__Task instructions__.
A – For the passage on cinema conventions, decide whether each statement agrees with it. Answer yes or no and quote the deciding words. (i) Bollywood movies look much like American films. (ii) The established perspective has been successful for more than a century. (iii) The male gaze and the female gaze are biological realities.
B – Reproduce the part of the passage on cinema conventions that opens with the words containing "I appreciate your" and closes with "really gain traction.".

__Exercise passage__.
################

I'm skipping over the conversation about ligers and fruit flies, because while it is interesting, it's way off the point, in my opinion.

About a hundred and twenty years ago, people started making movies. Most, nearly all, of the people who figured out how to convey emotion, tell stories and generally establish the aesthetics of cinema, were men. We are so used to what they decided that we don't even think about it. The conventions of screenwriting, cinematography, editing, etc. are so well established that they have become invisible to the audience, so it is easy to forget that they are constructs created and, over the decades, perpetuated by a relatively small and very homogeneous group of creators. Of course, those conventions reflect the perspectives of that small group. It also is natural that they are ingrained in the audience as well.

All you need to do to understand that that established perspective is a cultural construct is to watch a few films from outside the Hollywood (used broadly) tradition. Bollywood movies don't even look much like American films.

There is nothing wrong with that established perspective. It has obviously been successful for more than a century, and for a good reason. Most of it is universally shared.

Women, people of color, the disabled and others have been marginalized in the movie industry for generations, but now they are becoming more prominent. They have grown up in that same cinema culture, but there are areas in which they are presenting different perspectives.

Well, so did Orson Wells. So did Jean Luc Godard. So did Stanley Kubrick. Creative people being creative, what a wild notion.

Art is never static, it grows and it changes. Sadly, that that change is currently being driven in large part by people outside the mainstream tradition has upset some people and created a backlash. But the innovations and new perspectives will inform the broader film world and create a new mainstream and the largest part of the audience will accept and enjoy it.

Or, there is a woke sjw conspiracy to oppress white men. Whatever.
 
I'm going to stay out of the argument about what constitutes the male gaze and the female gaze, as neither is a biological reality. To me they are cultural constructs, and in this case, consideration of the 'female gaze' seems to have been engendered by a desire to see a contrasting construct of the one first identified.

I appreciate your observation that the "real world consists of a lot of complicated stuff" and that we reduce it to categories to make it manageable. However, it is not a matter of categories with "fuzziness at the edges." The fuzziness is the reality; our categories are all constructs. Colors, for example, are things we create: color is a continuum. The really revolutionary proposal from Darwin wasn't evolution, it was the proposition that diversity, not similarity, was the essence of life. Unfortunately that part of his model didn't really gain traction.

In teaching human variation, I always showed my students that if you look for the difference between two a priori categories, you'll always find them. You need to look at the data as a whole; if there are differences, it will be apparent, as will its level of significance.

################

__Data excerpts__.
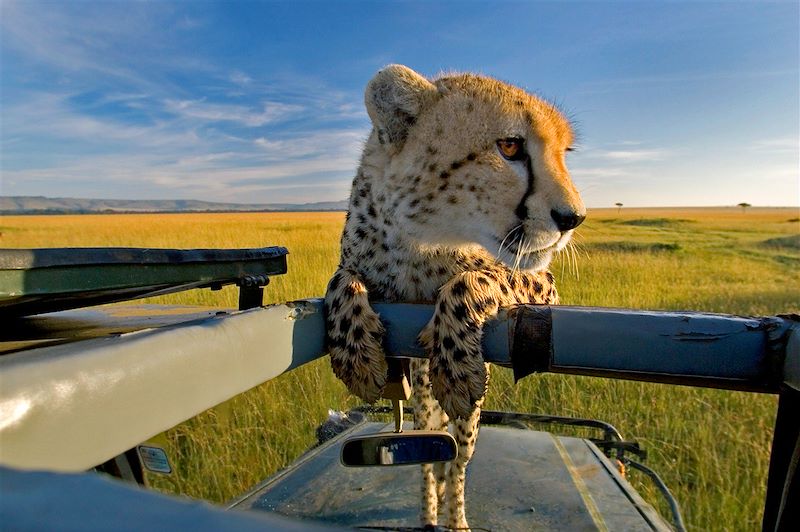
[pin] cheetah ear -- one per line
(394, 99)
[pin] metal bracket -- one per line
(251, 291)
(397, 388)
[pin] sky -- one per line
(675, 103)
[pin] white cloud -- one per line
(269, 113)
(632, 156)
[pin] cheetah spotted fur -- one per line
(461, 200)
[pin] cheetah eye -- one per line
(511, 148)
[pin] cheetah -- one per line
(461, 200)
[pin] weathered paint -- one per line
(132, 386)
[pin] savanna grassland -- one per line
(710, 446)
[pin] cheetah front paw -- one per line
(354, 335)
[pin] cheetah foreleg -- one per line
(428, 415)
(354, 335)
(453, 336)
(453, 339)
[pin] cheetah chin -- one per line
(461, 200)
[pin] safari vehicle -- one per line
(82, 386)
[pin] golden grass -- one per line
(711, 447)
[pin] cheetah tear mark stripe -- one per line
(522, 211)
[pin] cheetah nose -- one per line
(567, 220)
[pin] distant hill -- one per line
(43, 205)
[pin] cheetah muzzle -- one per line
(461, 200)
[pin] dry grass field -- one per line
(710, 446)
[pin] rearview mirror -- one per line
(403, 448)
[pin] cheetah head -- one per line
(466, 160)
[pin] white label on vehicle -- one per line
(154, 459)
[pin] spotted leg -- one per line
(354, 334)
(428, 415)
(453, 336)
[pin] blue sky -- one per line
(675, 103)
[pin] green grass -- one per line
(710, 446)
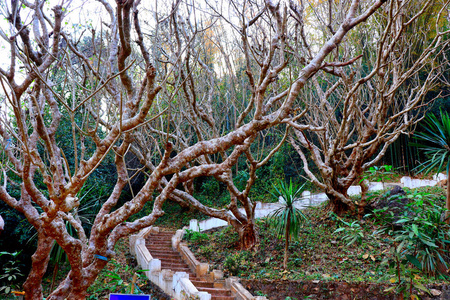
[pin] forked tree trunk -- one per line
(337, 206)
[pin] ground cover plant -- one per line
(386, 249)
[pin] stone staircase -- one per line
(160, 247)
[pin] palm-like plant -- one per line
(436, 146)
(287, 219)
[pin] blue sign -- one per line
(128, 297)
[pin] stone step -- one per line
(180, 269)
(199, 283)
(215, 291)
(160, 243)
(162, 251)
(160, 247)
(169, 260)
(171, 265)
(222, 297)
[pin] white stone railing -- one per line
(175, 284)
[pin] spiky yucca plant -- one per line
(435, 143)
(287, 220)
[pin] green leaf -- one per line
(412, 259)
(415, 229)
(421, 287)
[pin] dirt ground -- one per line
(279, 290)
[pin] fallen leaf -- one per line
(435, 292)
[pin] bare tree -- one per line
(376, 94)
(156, 98)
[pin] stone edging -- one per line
(177, 284)
(308, 199)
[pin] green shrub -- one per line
(236, 262)
(195, 237)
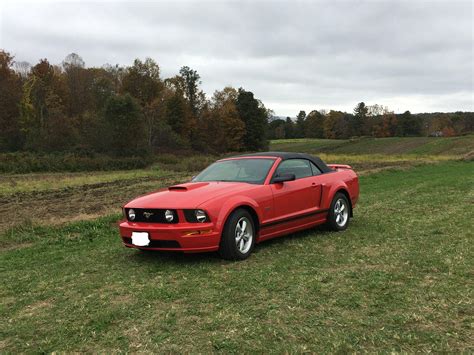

################

__Answers for the exercise__.
A –
(i) No: "Bollywood movies don't even look much like American films."
(ii) Yes: "It has obviously been successful for more than a century"
(iii) No: "as neither is a biological reality"

B –
I appreciate your observation that the "real world consists of a lot of complicated stuff" and that we reduce it to categories to make it manageable. However, it is not a matter of categories with "fuzziness at the edges." The fuzziness is the reality; our categories are all constructs. Colors, for example, are things we create: color is a continuum. The really revolutionary proposal from Darwin wasn't evolution, it was the proposition that diversity, not similarity, was the essence of life. Unfortunately that part of his model didn't really gain traction.